[PROBLEM SET]
A) In the estate tax passage, why does the writer call the label "death tax" mathematically nonsensical?
B) Answer these questions from the estate tax passage:
(i) Below what estate value is a couple exempt from the federal estate tax in 2015?
(ii) About how much does the passage say would be added to the deficit?
(iii) How many Americans died without paying any tax that year?
C) List every person the estate tax passage mentions by name.

START SELECTED EXTRACT

About 5,000 of them paid a tax after that mortal event. To be more accurate, their estates paid whatever tax was owed. That means 2,591,993 Americans died that year without paying any tax.

In other words, just 0.19 percent of all deaths in 2013 resulted in a tax. When 99.81 percent of all deaths don’t create a taxable event, calling it a death tax is mathematically nonsensical.

What is the actual trigger for this taxable event? If your estate is worth less than $5.43 million dollars in 2015 (or $10.86 million dollars for a couple), you are exempt from the federal estate tax.

Republicans have made this perfectly sensible and necessary tax unpopular by branding it a “death tax.”

“Why would someone use the phrase ‘death tax’ when more than 99 percent of deaths don’t result in a tax?” Ritholtz asks. “Because he is either a) innumerate, b) ignorant or c) trying to deceive you. There are no other possibilities.”

Remember when Trump said he was taking on “global elites?” Apparently he’s doing it that by making sure that his kids’ kids’ kids’ never have to fly coach.

In exchange, we get around $320 billion added to our deficit, which is about 160 times the funding to fight Zika that President Obama has requested and that the GOP Congress has refused to fund without cuts and other important civic needs like flying the Confederate Flag. Or almost as much as we’ll “save” by passing costs on to seniors if we enact Paul Ryan’s Medicare voucher plan.

Democrats need to fight the fire that’s burning up our economy with fire. They should start calling the inheritance tax a “global elite tax.” Mostly because it is one.

Some of these global elites will be functional and somewhat impressive people like Ivanka Trump. And some will have the dull stares of Trump’s two older sons, who some genius nicknamed “Uday and Qusay.”

The children of the wealthiest, who are sucking up most of the gains of the economy, will earn multiples of what most Americans will earn in a lifetime on the day their parents die. The least we can do is expect they’ll be taxed for it the same way you’re taxed for the money you sweat all week to earn.

Of course, the greatest commercial for a “global elite tax” on inheritances is Trump himself.

END SELECTED EXTRACT
START GIVEN ENTRIES

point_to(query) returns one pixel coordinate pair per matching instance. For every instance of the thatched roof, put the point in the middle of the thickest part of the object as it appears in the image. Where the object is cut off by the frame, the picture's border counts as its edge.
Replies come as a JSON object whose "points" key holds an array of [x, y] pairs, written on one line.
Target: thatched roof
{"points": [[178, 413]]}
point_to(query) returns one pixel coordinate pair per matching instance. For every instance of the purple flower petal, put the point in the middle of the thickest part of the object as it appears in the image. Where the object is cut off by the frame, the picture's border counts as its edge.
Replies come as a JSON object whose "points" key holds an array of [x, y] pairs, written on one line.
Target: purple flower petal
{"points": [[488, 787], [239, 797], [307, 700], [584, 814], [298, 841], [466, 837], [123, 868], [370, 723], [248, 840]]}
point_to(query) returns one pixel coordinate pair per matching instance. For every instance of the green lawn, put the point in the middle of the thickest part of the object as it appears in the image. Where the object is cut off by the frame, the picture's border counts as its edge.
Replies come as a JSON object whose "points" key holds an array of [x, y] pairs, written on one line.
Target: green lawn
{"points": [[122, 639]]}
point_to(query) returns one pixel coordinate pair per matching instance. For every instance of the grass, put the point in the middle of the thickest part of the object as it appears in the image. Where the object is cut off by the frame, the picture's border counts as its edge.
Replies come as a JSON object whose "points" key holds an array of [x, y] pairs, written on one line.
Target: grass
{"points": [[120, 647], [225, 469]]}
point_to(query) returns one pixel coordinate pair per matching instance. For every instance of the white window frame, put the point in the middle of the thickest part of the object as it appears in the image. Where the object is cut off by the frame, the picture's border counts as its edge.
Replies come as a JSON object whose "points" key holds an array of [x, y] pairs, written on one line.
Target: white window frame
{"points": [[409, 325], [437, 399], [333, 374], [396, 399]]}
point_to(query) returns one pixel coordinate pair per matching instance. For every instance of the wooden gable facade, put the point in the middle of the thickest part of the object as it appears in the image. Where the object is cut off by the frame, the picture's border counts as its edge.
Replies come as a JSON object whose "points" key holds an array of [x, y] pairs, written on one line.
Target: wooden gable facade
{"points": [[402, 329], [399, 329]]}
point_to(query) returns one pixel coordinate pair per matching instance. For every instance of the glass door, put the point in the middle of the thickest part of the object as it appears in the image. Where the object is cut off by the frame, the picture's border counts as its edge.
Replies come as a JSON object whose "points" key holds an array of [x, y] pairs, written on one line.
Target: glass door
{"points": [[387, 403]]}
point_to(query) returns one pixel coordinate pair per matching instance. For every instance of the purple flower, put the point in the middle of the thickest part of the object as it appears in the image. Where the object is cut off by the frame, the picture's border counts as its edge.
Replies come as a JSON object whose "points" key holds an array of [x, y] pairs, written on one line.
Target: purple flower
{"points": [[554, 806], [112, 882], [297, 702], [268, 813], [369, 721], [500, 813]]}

END GIVEN ENTRIES

[SOLUTIONS FOR EACH TASK]
A) According to the passage, 99.81 percent of all deaths in 2013 did not create a taxable event. Only 0.19 percent resulted in a tax, so most deaths lead to no tax at all.

B)
(i) $10.86 million dollars
(ii) Around $320 billion
(iii) 2,591,993

C) Ritholtz, Trump, President Obama, Paul Ryan, Ivanka Trump